>> start Input data

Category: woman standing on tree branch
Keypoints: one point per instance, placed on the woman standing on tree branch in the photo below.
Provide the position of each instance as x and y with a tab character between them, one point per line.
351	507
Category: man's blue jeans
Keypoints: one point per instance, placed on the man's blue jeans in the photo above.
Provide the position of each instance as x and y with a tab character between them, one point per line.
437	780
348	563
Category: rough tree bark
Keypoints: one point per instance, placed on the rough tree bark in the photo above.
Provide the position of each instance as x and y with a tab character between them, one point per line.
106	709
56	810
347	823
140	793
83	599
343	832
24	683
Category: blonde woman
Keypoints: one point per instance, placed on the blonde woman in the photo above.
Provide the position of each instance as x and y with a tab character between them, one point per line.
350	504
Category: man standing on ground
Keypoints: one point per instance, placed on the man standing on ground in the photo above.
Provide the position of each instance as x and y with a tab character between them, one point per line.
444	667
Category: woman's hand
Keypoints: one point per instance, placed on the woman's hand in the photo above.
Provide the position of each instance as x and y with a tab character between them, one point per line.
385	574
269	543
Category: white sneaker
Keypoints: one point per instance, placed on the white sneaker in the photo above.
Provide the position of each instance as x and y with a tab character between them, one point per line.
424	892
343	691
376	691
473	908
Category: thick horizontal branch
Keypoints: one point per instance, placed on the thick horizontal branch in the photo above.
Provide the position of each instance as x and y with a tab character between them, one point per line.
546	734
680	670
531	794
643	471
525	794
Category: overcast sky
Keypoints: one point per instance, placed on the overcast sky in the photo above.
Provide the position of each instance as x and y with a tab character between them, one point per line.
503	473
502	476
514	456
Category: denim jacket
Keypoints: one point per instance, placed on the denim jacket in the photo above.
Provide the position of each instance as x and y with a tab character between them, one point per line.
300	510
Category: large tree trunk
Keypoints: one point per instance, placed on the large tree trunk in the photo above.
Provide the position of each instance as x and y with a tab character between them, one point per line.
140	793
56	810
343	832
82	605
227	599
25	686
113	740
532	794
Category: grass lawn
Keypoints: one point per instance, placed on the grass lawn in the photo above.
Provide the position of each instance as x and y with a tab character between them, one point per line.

>> end Input data

→ Your instructions: Retype the rows character for character, beginning at the line that contains "Category: denim jacket" and stopping after the last line of the rows.

→ Exercise solution:
Category: denim jacket
Keypoints: one point per instance, placed on the denim jacket in the photo above.
Provide the position of each instance as x and y with a tab character between them, one point per line.
300	510
Category: large tree trunk
Keypoints: one point per instance, placed on the large tree trunk in the photo above.
Provide the position of each instance as x and y with a tab character between them, one point per line.
140	793
56	810
343	832
82	605
227	599
25	686
113	740
532	794
Category: grass lawn
Keypoints: one point per instance, placed on the grass lawn in the photo above.
Provide the position of each instance as x and y with a tab character between them, one point per line.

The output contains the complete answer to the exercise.